WORK INSTRUCTIONS:
Look over the entries that follow and work out how many lines contain "below". State the number only.
EXERCISE DATA Block Start
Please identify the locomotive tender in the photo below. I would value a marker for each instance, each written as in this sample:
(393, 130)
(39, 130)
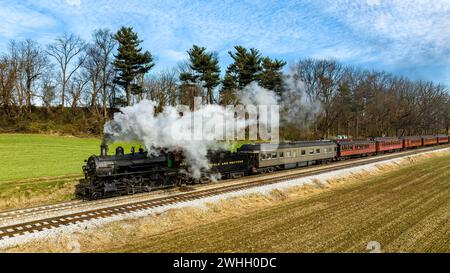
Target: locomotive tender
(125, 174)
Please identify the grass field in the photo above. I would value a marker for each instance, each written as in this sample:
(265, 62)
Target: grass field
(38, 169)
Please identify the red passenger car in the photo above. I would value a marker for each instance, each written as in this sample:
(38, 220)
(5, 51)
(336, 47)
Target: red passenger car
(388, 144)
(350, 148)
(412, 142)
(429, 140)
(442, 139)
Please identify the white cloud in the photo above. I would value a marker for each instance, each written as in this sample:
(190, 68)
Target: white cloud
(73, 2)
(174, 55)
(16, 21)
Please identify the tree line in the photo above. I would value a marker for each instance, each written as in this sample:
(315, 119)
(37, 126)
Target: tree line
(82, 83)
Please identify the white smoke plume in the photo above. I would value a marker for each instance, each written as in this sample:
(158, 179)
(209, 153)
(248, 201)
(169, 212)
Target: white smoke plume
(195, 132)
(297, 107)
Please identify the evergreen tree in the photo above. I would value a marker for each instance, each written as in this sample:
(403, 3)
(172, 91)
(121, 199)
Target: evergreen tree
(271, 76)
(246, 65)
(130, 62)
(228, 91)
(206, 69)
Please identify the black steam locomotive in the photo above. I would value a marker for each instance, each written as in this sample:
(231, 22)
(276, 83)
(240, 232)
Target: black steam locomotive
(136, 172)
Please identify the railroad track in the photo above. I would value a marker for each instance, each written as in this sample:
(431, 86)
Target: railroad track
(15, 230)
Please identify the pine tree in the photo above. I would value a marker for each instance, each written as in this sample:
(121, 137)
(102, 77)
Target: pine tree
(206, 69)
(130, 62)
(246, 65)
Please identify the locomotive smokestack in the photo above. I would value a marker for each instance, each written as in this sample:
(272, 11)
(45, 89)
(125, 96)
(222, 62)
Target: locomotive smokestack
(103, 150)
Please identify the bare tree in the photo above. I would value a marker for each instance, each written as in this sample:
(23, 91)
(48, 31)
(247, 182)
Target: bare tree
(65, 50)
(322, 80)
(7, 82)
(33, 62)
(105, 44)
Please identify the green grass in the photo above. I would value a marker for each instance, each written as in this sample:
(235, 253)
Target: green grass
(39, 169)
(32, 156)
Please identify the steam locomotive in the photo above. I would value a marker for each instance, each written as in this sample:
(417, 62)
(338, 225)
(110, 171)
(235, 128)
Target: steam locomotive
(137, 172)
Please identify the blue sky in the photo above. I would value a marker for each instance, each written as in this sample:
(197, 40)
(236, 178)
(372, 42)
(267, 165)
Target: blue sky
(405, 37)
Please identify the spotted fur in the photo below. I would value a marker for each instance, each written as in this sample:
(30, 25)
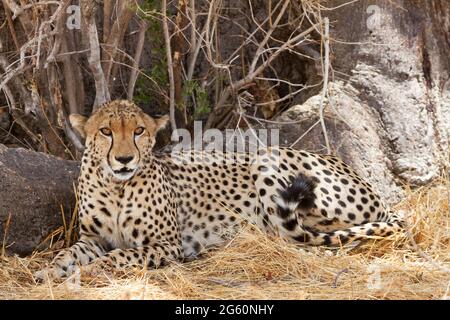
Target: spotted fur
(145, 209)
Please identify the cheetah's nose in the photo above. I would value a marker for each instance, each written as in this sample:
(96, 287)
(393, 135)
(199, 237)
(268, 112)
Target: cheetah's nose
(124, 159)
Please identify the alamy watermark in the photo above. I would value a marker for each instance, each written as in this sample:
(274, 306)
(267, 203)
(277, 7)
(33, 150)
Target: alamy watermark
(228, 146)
EXERCISE DATA Block End
EXERCISE RESPONSE:
2